* _What is needed_
Give an exact transcription of every line, dropping the images.

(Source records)
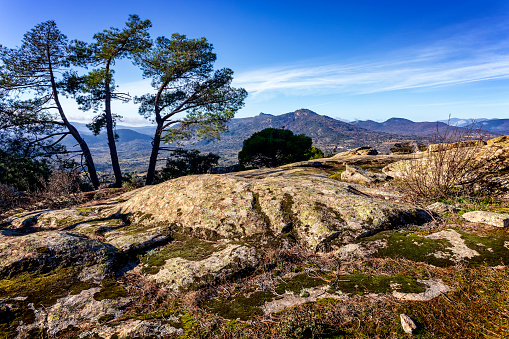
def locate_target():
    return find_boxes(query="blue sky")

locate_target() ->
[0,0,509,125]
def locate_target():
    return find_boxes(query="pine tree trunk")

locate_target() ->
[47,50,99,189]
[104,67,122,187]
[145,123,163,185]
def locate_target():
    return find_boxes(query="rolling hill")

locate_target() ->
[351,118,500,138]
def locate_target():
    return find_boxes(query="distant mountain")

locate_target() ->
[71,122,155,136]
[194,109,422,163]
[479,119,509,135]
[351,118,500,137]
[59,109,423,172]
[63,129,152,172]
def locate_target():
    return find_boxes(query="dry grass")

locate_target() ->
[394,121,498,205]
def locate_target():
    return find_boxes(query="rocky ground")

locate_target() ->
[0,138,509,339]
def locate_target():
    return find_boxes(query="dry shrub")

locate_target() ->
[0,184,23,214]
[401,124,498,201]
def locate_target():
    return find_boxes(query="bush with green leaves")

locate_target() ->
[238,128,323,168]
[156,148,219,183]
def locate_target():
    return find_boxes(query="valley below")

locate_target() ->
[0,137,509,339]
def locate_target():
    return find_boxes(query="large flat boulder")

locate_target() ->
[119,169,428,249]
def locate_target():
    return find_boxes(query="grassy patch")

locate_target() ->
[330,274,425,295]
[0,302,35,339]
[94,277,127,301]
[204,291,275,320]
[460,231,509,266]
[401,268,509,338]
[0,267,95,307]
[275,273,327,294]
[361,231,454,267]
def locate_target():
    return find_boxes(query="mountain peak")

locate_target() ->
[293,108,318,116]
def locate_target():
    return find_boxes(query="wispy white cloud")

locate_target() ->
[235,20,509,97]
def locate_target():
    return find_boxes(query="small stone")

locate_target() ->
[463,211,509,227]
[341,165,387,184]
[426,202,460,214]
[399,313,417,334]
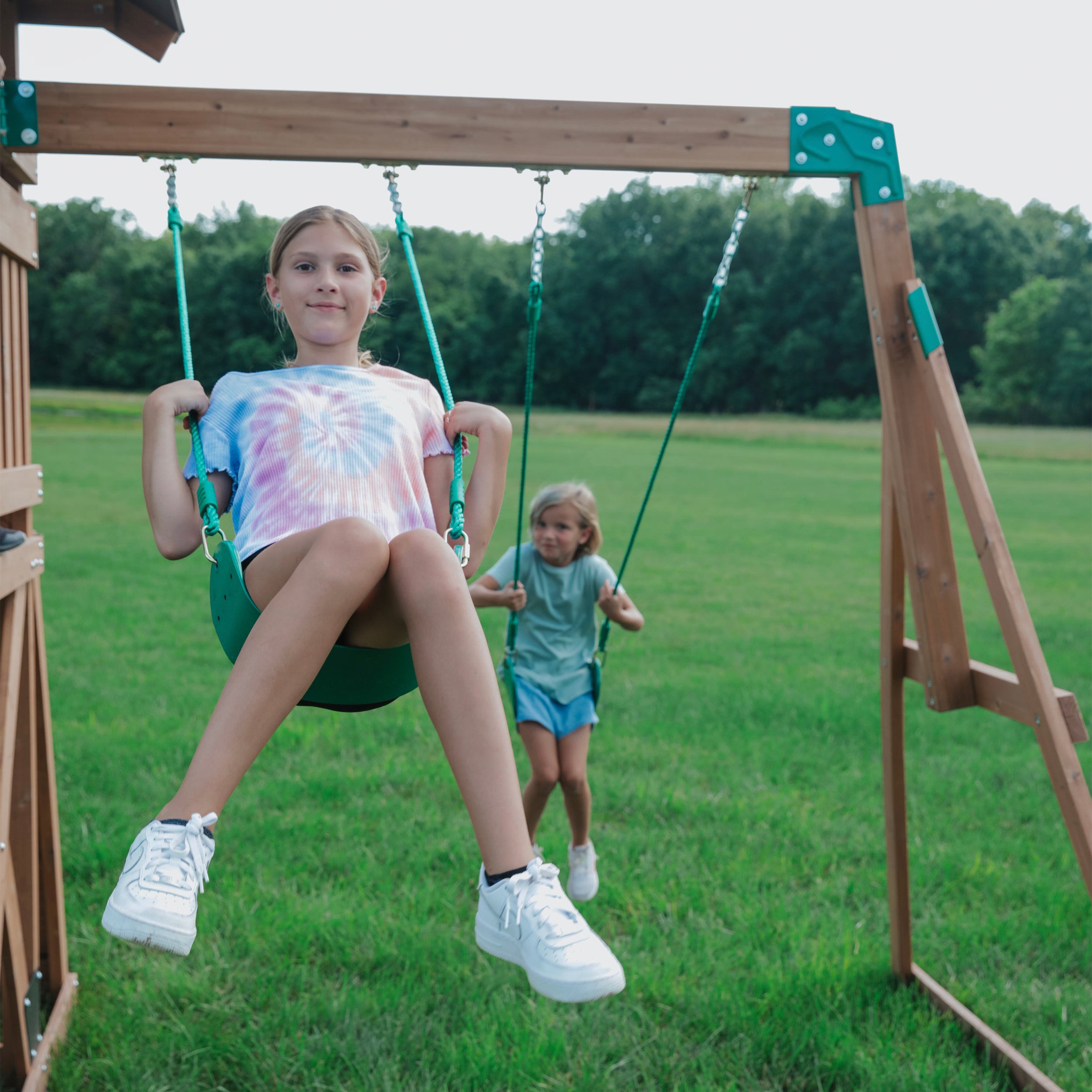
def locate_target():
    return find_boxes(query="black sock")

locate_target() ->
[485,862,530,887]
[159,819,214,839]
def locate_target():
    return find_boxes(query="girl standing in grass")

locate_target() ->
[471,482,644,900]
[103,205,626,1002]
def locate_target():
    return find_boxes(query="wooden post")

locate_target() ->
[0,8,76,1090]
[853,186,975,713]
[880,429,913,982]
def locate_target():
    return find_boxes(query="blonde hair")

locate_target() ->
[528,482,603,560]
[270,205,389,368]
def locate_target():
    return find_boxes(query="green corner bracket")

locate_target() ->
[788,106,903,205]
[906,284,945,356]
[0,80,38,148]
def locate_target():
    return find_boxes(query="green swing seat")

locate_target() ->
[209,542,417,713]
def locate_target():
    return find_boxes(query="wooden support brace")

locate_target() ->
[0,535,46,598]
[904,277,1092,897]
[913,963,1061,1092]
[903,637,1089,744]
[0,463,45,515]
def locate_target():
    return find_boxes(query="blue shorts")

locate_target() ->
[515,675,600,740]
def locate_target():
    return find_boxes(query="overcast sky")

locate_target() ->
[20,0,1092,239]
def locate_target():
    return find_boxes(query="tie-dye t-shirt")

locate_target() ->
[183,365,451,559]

* _The completed task_
def locate_target():
    return find_boxes(query="blue sky")

locate_target() ->
[0,0,509,125]
def locate_target():
    return find_boxes(query="pine tree trunk")

locate_target() ->
[47,50,99,189]
[104,67,122,187]
[145,123,163,185]
def locate_target():
    return find_boxes(query="rolling hill")

locate_target() ->
[351,118,500,138]
def locate_target():
    return find_boxes(query="distant mountain")

locate_target() ->
[71,122,155,136]
[194,109,422,163]
[479,119,509,135]
[351,118,500,137]
[59,109,423,172]
[63,129,152,172]
def locate_target():
    return find_boxes(query="dry grass")

locate_target() ->
[394,121,498,205]
def locate_target():
    return find_boxes(query="rocky ground")

locate_target() ->
[0,138,509,339]
def locate_target():
    return find_boxes(query="dry shrub")

locate_target() ->
[0,184,23,214]
[401,124,498,201]
def locate_target():
    return find_boxes(query="bush with green leaves")

locate_target() ->
[238,128,323,168]
[156,148,219,183]
def locate_target():
    return find_boxes(query="valley below")

locate_target() ->
[0,137,509,339]
def locate_target():
    return find_boxes(query="large flat boulder")

locate_target() ->
[119,169,428,249]
def locate_target():
    return find_boxes(query="grassy patch")

locate_target() ->
[330,274,425,295]
[0,302,35,339]
[94,277,127,301]
[204,291,275,320]
[460,231,509,266]
[401,268,509,338]
[0,267,95,307]
[275,273,327,294]
[361,231,454,267]
def locate_target():
    return find_boxes(query="mountain peak")

locate_target() ->
[293,108,318,116]
def locate_target():
    return find_boxes(query="wispy white cloud")

locate_target() ->
[235,20,509,97]
def locate_target():
    return find_boxes(query="small stone")

locate_target() ->
[463,211,509,227]
[341,165,387,184]
[426,202,460,214]
[399,313,417,334]
def locate_target():
    return find_boxes(query="black sock")

locate_target() ->
[485,862,530,887]
[159,819,214,839]
def locate_target():
    return find_boxes(query="girl standing in grass")

locate_target() ->
[471,482,644,900]
[103,205,626,1002]
def locate_target():
    return find_boxes(query="wooden post")

locate_target() ->
[0,8,76,1090]
[853,186,975,713]
[880,429,913,982]
def locate_target():
    return find_boxes(query="blonde hair")

locate_target() ->
[528,482,603,560]
[270,205,389,368]
def locate_target():
    return find_boxes(query="green corner bracket")

locate_target() ->
[788,106,903,205]
[906,284,945,356]
[0,80,38,148]
def locate_target():
    return find_boxes(query="green swing seat")

locate_target() ->
[209,542,417,713]
def locate_target():
    return find_boxes(query="wooden support brace")

locate_target() ->
[0,535,46,598]
[904,277,1092,897]
[913,963,1061,1092]
[903,637,1089,744]
[0,463,45,515]
def locate_target():
    return find_boxes(query="blue shorts")

locate_target() ->
[515,675,600,740]
def locate_target():
    return find_boxes(query="overcast sky")

locate_target() ->
[20,0,1092,239]
def locate_target():
    return find_boxes(query="tie-dye t-shirt")

locate_target() ->
[183,365,451,559]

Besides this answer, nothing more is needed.